[EXTRACT PROVIDED]:
======
The main airport in the Indonesian province of Aceh has re-opened, allowing essential aid deliveries to tsunami-stricken areas to resume.
Banda Aceh is vital for getting supplies out to remote areas
The runway had been blocked by an incoming aid plane that had hit a cow early on Tuesday. But salvage crews later managed to remove the aircraft.
Air links are vital to supply water, food and medicine to areas struck by the 26 December earthquake and waves.
The overall death toll is currently 140,000 and is set to rise further.
Tuesday's cargo plane accident led to the closure of the only airport in Aceh province.
After hitting the cow the damaged Boeing 737 stopped on the runway, blocking it for most of the day.
Salvage crews had no heavy equipment to remove the aircraft. But after 15 hours, engineers managed to lift it using an airbag and pushed it to the side.
The airport had remained open to helicopters throughout the day.
In other developments:
- US President George W Bush asks his two immediate predecessors, George Bush Sr and Bill Clinton, to lead a private charitable fund-raising effort in the US
- The UK proposes an immediate moratorium on debt repayments from tsunami-hit countries, to be discussed by the G8 group of industrialised countries
- The first planes bringing home the bodies of some of the 52 Swedes known to have died in the tsunami disaster are expected to arrive in Stockholm
UN relief co-ordinator Jan Egeland said the death toll from the earthquake and the tsunami it triggered is likely to "grow exponentially" once aid workers can fully assess the extent of the damage.
In Meulaboh alone, the remote Indonesian town on Sumatra island closest to the epicentre, 40,000 are estimated to have died.
Before the disaster it had a population of 95,000.
FOREIGN TSUNAMI VICTIMS
Germany: 60 dead
Sweden: 52 dead
Britain: 40 dead
France: 22 dead
Norway: 21 dead
Japan: 21 dead
Italy: 18 dead
Switzerland: 16 dead
US: 15 dead
Australia: 12 dead
South Korea: 11 dead
Figures include those feared dead but not all unaccounted for.
Sources: Reuters, AP
The BBC's Andrew North, one of the first journalists to reach the scene, speaks of complete devastation, with almost every house destroyed.
"In many cases all you see is the outline, the foundation of the house," our correspondent reports.
"The walls and everything that remained has been swept away by the surge."
US Secretary of State Colin Powell - who is touring the region with President Bush's brother, Jeb, the Governor of Florida - pledged America's full support in the relief effort.
"Each country has a different set of needs and what we are going to do is assess those needs," Mr Powell said after visiting the stricken Thai resort of Phuket on Tuesday.
Aid workers have warned of the threat of disease among survivors living in dire conditions.
Titon Mitra, emergency response director for Care International, told the BBC that sanitation facilities in the town of Banda Aceh were appalling.
"In these camps here we've got 3,000 people, and there's four toilets for 3,000 people, and normally you'd want for 20 people one toilet."
If these conditions are not improved quickly, he adds, a "serious situation" could develop in the camps.
More than 1.8 million need food aid, and about five million are homeless as a result of the undersea earthquake off Sumatra and the tsunami it triggered.
Around $2bn in aid has been pledged by governments and international agencies.
======
(Dataset entries)
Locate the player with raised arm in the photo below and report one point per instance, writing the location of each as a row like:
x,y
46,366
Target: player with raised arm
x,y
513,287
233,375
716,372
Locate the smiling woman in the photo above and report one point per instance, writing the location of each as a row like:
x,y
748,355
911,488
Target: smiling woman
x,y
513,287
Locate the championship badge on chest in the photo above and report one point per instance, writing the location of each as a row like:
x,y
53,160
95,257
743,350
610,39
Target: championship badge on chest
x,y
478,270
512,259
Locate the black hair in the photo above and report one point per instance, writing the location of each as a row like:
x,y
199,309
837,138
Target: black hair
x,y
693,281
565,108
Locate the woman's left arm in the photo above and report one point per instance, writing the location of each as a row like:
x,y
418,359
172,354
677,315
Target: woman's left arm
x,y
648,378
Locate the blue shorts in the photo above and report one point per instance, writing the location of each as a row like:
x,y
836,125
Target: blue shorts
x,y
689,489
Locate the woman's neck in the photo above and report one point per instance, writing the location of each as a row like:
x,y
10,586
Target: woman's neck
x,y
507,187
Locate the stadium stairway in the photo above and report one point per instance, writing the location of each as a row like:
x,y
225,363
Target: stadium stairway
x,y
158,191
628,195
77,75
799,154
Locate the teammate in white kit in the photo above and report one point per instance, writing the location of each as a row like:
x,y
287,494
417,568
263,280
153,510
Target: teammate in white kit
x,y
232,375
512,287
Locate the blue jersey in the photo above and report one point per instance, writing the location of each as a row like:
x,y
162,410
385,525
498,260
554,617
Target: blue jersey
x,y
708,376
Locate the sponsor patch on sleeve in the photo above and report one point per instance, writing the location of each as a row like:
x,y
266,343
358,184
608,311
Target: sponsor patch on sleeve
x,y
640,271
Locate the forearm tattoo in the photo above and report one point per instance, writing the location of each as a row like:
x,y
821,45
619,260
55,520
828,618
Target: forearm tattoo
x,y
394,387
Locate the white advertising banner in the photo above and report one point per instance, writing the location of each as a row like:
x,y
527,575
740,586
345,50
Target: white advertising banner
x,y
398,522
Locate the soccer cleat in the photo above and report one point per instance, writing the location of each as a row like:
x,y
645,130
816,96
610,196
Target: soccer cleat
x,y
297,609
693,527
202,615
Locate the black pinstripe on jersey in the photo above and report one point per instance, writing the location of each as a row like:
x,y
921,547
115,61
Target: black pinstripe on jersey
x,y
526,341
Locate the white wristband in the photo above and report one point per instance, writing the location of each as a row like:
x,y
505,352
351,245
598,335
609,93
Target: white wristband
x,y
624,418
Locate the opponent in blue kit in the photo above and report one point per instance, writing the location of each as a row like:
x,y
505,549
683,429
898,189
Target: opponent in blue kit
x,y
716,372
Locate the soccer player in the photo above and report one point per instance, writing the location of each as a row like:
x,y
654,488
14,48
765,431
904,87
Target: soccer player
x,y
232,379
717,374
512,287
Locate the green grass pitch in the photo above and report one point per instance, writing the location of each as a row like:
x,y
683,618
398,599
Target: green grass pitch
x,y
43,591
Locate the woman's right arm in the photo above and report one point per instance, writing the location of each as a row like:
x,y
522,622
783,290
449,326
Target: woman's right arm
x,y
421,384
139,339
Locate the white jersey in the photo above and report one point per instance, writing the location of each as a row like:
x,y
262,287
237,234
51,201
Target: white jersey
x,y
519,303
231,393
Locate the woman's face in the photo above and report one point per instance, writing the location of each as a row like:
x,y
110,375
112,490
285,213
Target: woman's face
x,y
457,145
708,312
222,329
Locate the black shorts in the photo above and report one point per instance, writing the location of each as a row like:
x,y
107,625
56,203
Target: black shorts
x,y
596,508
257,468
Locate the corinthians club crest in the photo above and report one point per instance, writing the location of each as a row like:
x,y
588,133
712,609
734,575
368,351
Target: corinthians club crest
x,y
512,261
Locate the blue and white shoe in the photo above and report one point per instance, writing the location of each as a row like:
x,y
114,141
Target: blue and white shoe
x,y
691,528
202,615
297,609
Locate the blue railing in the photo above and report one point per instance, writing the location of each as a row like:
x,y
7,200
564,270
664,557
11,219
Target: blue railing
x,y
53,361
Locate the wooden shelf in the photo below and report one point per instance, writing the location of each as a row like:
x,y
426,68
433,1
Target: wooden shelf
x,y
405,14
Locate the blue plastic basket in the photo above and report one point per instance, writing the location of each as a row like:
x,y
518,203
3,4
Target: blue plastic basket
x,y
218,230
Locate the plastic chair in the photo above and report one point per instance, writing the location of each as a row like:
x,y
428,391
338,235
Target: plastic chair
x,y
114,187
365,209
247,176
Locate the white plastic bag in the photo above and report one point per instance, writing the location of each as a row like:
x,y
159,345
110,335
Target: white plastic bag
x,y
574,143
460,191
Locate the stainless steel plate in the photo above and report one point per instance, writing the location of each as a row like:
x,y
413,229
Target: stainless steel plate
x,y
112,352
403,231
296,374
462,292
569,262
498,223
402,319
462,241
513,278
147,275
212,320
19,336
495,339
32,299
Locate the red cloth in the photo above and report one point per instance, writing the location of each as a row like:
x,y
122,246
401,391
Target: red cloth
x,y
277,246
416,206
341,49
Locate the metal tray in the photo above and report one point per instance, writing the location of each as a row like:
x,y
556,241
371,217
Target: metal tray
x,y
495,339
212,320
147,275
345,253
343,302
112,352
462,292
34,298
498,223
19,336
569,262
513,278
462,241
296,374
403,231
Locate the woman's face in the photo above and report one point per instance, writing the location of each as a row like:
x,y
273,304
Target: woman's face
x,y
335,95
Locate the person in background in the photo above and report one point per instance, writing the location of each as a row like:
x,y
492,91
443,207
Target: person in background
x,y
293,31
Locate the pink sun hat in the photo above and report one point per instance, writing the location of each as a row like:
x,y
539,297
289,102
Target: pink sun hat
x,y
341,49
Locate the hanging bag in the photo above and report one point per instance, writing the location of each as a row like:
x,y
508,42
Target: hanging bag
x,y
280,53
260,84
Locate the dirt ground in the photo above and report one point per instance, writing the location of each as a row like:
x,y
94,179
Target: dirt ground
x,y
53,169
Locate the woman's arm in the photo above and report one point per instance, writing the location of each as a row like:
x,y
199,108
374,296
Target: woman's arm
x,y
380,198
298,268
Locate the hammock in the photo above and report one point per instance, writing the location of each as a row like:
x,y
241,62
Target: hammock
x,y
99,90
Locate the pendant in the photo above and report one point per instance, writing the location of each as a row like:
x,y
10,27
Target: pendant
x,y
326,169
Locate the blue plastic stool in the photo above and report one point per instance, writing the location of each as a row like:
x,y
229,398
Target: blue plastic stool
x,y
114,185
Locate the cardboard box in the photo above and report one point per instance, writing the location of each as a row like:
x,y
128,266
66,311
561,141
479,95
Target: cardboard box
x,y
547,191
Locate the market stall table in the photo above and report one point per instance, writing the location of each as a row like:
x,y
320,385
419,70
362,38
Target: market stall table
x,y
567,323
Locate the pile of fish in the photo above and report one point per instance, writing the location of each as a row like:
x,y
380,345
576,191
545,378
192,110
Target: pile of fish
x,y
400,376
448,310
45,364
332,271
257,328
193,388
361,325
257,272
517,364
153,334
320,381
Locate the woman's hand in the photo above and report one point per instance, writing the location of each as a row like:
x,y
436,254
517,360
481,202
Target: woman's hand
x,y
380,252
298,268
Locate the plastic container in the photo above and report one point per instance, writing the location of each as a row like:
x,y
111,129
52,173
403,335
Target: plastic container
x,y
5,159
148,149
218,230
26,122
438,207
======
[REQUIRED ACTION 1]:
Using the tsunami article, decide whether each statement agrees with it. Answer yes or no, and quote the words that decide it: (a) The aid plane that blocked the runway was a Boeing 737. (b) The airport was closed to helicopters for the day. (c) Salvage crews used heavy equipment to move the aircraft.
[REQUIRED ACTION 2]:
List every country in the tsunami article's table of foreign victims with fewer than 20 dead, along with its figure.
[REQUIRED ACTION 3]:
Repeat the part of the tsunami article that opens with the words containing "Banda Aceh is" and closes with "of the day.".

[OUTPUT 1]:
(a) Yes: "the damaged Boeing 737 stopped on the runway"
(b) No: "The airport had remained open to helicopters throughout the day."
(c) No: "Salvage crews had no heavy equipment to remove the aircraft."

[OUTPUT 2]:
Italy: 18 dead
Switzerland: 16 dead
US: 15 dead
Australia: 12 dead
South Korea: 11 dead

[OUTPUT 3]:
Banda Aceh is vital for getting supplies out to remote areas
The runway had been blocked by an incoming aid plane that had hit a cow early on Tuesday. But salvage crews later managed to remove the aircraft.
Air links are vital to supply water, food and medicine to areas struck by the 26 December earthquake and waves.
The overall death toll is currently 140,000 and is set to rise further.
Tuesday's cargo plane accident led to the closure of the only airport in Aceh province.
After hitting the cow the damaged Boeing 737 stopped on the runway, blocking it for most of the day.